■ **READING PASSAGE**:
·····
Let’s ease gently from Biography Month into LitCrit Month. . . .

In the intro to their bio on Jim Tully, Bauer and Dawidziak have this statement:

Frank Scully, who knew Tully better than anyone, had a warning for any biographer so foolhardy as to attempt to capture Tully in print: “Obviously such a hammered-down Titan needs a Boswell as good as himself, and the pity of it is that there is none.”

Well, he may not have been quite ready when Scully offered that opinion, but by 1987 when I interviewed him, Charles Willeford was more than qualified — in my opinion, his body of work not only equals, in its way, what Tully wrote, but easily surpasses it. More modern, likely to last even longer.

Yeah, as I’ve said from the first encounter, I’ve got my money on Willeford lasting for the long haul.

If you’ve got the book I did on Willeford, you can find info on the Tully bio he wanted to write on pages 54-55 — he had the title The Underworld Years, but his agent discouraged him from spending any time on that project vs. writing the fourth Hoke Moseley novel. I agreed. Unlike most writers, who seem to sputter out as they reach the end of their lives, Willeford went out on a series of masterpieces — and I can’t see how a bio of Tully possibly could have equaled one of those novels.

Instead of being unshackled, free to do what he felt like, Willeford would have had to stick to the facts. He was better when he could let loose. You can check out a couple of small pieces he did on Tully that are collected in Writing and Other Blood Sports — good enough, but not primo Willeford. And the book probably wouldn’t have been equal to Willeford’s autobiographical books, either. If it had been, Scully would have had his Boswell for Tully.
·····
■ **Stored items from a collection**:
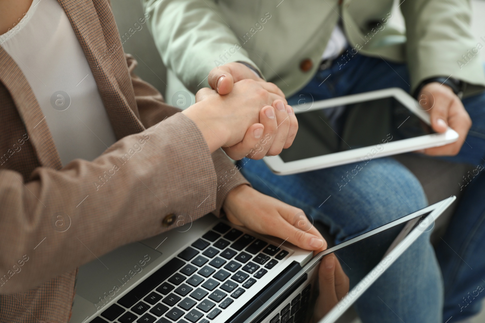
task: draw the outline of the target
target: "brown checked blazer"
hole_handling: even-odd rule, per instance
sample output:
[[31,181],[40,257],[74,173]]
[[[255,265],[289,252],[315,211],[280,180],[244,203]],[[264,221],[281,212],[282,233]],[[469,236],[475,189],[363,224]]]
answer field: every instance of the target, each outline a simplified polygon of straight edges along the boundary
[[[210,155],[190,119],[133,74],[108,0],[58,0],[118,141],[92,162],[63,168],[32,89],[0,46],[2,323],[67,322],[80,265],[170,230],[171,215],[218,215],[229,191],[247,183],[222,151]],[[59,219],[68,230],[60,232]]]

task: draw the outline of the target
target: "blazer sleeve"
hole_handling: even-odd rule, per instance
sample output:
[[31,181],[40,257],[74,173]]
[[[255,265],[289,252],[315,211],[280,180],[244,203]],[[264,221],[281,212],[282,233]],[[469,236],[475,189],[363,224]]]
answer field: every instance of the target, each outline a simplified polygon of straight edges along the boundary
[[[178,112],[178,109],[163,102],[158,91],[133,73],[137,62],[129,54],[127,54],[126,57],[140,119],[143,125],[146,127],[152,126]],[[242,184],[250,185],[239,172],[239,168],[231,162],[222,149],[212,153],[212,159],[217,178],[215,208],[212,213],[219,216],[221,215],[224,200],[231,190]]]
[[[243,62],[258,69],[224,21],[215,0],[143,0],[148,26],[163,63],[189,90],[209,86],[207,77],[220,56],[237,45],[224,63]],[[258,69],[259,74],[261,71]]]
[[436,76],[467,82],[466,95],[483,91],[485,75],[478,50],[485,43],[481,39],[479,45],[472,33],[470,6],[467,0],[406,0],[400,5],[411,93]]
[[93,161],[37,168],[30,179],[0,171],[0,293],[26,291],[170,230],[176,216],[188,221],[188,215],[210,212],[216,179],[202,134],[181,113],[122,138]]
·····
■ **SET PROBLEM 1**: Using the passage about Charles Willeford and Jim Tully, say whether each statement agrees with it, answering yes or no and quoting the exact words that decide it: (a) Willeford's agent encouraged him to write the Tully biography. (b) The writer interviewed Willeford in 1987. (c) Some short pieces Willeford wrote on Tully appear in Writing and Other Blood Sports.
■ **SET PROBLEM 2**: Write what comes next in the passage about Charles Willeford and Jim Tully, starting after its final sentence.
These items have no connection to the text.

■ **FINAL RESULT 1**:
(a) No: "his agent discouraged him from spending any time on that project vs. writing the fourth Hoke Moseley novel."
(b) Yes: "by 1987 when I interviewed him."
(c) Yes: "You can check out a couple of small pieces he did on Tully that are collected in Writing and Other Blood Sports."

■ **FINAL RESULT 2**:
But as he told me in a letter dated April 21, 1986, “I have given up the Tully project, at least for now. The UCLA Library has 37 linear feet of Tully material, and to do it right I should look through that stuff, and I’m not up to it now, plus the expense, for what would be a non-commercial project.”

When Bauer and Dawidziak tumbled to Tully in the early 90s, they soon learned of the UCLA holdings, dug into the boxes, and did what Willeford knew he would have had to do for a regulation biography.

In Willeford, I do a follow-up bit on the Tully bio on page 274, and a bit more on pages 390-91 when we’re discussing Waldo Frank, like Tully another major bestseller of the 20s and 30s, whose writing no one would expect you to have heard of today.

The unwritten Tully bio, though — Willeford genuinely admired Tully, and laughed loudly when he told me about how Tully wrote a piece for Mencken’s The American Mercury reporting that he had been turned away from Jack London’s Beauty Ranch when he went there for a handout. London stormed that no road kid had ever been turned away hungry, and Tully confessed, yeah, he’d just made it up.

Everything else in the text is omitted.